Exercise: What is needed is a word-for-word restatement of all the entries.

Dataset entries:
.....

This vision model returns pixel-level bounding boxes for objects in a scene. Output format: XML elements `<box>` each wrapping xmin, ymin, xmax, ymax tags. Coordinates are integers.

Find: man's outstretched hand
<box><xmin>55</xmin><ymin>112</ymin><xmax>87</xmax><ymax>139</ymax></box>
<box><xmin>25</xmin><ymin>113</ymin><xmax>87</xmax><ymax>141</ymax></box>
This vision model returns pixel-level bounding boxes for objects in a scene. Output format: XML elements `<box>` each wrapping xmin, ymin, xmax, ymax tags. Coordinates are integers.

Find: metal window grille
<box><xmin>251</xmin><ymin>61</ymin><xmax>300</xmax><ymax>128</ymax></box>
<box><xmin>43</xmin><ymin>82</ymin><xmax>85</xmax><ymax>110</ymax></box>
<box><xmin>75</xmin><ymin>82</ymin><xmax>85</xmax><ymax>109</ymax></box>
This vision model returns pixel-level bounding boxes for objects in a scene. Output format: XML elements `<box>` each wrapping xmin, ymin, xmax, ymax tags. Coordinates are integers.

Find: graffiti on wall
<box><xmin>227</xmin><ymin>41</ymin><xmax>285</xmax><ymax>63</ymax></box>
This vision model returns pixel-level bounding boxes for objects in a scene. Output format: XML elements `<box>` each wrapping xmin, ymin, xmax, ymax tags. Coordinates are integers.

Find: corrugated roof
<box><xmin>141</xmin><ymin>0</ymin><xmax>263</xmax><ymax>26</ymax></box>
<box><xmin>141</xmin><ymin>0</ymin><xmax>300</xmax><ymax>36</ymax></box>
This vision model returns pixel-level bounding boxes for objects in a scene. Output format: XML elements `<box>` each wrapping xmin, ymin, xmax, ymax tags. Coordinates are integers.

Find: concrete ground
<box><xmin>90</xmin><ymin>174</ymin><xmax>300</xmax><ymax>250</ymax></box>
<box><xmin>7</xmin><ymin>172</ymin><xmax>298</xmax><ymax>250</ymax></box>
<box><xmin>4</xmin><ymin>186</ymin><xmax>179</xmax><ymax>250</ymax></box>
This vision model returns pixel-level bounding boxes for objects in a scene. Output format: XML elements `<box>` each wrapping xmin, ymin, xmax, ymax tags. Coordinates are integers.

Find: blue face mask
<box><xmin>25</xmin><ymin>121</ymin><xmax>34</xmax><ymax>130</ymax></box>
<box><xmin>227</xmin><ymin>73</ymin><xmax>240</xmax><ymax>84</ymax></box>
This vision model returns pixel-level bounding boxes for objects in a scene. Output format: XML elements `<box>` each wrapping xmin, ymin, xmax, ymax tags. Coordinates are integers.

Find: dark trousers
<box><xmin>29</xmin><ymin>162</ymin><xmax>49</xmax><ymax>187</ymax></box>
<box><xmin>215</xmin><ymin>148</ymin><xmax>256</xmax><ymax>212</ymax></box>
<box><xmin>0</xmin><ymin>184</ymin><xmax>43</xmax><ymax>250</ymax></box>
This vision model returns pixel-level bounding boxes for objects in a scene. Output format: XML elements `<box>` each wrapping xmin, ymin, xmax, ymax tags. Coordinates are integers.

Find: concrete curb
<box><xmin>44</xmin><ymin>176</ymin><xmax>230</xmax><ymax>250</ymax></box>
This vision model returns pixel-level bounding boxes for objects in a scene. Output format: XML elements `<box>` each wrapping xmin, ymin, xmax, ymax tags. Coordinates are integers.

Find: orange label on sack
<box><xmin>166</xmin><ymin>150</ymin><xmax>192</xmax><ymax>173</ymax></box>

.....

Task answer:
This vision model returns pixel-level bounding boxes for objects in a scene. Output format: XML elements `<box>` each wrapping xmin, ymin, xmax, ymax tags. Coordinates are integers.

Find: man's outstretched hand
<box><xmin>55</xmin><ymin>112</ymin><xmax>87</xmax><ymax>139</ymax></box>
<box><xmin>25</xmin><ymin>113</ymin><xmax>87</xmax><ymax>141</ymax></box>
This vision model returns pixel-level bounding boxes for objects in a scene. Output format: XML elements `<box>` each wrapping xmin, ymin, xmax, ymax tags. Coordinates are integers.

Find: metal window grille
<box><xmin>251</xmin><ymin>61</ymin><xmax>300</xmax><ymax>128</ymax></box>
<box><xmin>43</xmin><ymin>82</ymin><xmax>85</xmax><ymax>110</ymax></box>
<box><xmin>75</xmin><ymin>82</ymin><xmax>85</xmax><ymax>109</ymax></box>
This vision model returns pixel-level bounding boxes for objects in a scene. Output format: XML elements `<box>` each wrapping xmin, ymin, xmax, ymax tags. Coordinates are integers.

Find: graffiti on wall
<box><xmin>227</xmin><ymin>41</ymin><xmax>285</xmax><ymax>63</ymax></box>
This vision model returns pixel-level bounding boxes for objects in a scene. Output format: XML elements `<box>` each wrapping xmin, ymin, xmax, ymax tags. Coordinates are integers.

Find: corrugated roof
<box><xmin>141</xmin><ymin>0</ymin><xmax>263</xmax><ymax>26</ymax></box>
<box><xmin>141</xmin><ymin>0</ymin><xmax>300</xmax><ymax>36</ymax></box>
This vision model returns pixel-level bounding boxes for objects in a scene. Output format: XML elements `<box>` each wrapping xmin, ymin, xmax, ymax tags. Coordinates are integers.

Find: concrete ground
<box><xmin>90</xmin><ymin>174</ymin><xmax>300</xmax><ymax>250</ymax></box>
<box><xmin>7</xmin><ymin>172</ymin><xmax>298</xmax><ymax>250</ymax></box>
<box><xmin>4</xmin><ymin>186</ymin><xmax>179</xmax><ymax>250</ymax></box>
This vision model returns pixel-level bounding boxes for objects in a scene. Output format: XML elements `<box>` each wrapping xmin, ymin, xmax, ymax tags. Coordinates are integers.

Find: blue face mask
<box><xmin>25</xmin><ymin>121</ymin><xmax>34</xmax><ymax>130</ymax></box>
<box><xmin>227</xmin><ymin>73</ymin><xmax>240</xmax><ymax>84</ymax></box>
This vision model returns pixel-level bounding boxes for objects in a scene. Output format: XML elements `<box>` each wrapping xmin, ymin, xmax, ymax tags. Coordinates are integers.

Find: dark trousers
<box><xmin>29</xmin><ymin>162</ymin><xmax>49</xmax><ymax>187</ymax></box>
<box><xmin>215</xmin><ymin>148</ymin><xmax>256</xmax><ymax>212</ymax></box>
<box><xmin>0</xmin><ymin>184</ymin><xmax>43</xmax><ymax>250</ymax></box>
This vision model returns pixel-level bounding boxes for objects in a scene. Output format: XML elements `<box>` each wrapping xmin, ymin, xmax, ymax tags. Coordinates are integers.

Find: concrete curb
<box><xmin>44</xmin><ymin>176</ymin><xmax>230</xmax><ymax>250</ymax></box>
This vision model returns pixel-level bounding boxes for objects in a scene. Output format: XML elements `<box>` each wrapping xmin, ymin, xmax, ymax tags. Coordinates are integers.

Find: orange label on sack
<box><xmin>166</xmin><ymin>150</ymin><xmax>192</xmax><ymax>173</ymax></box>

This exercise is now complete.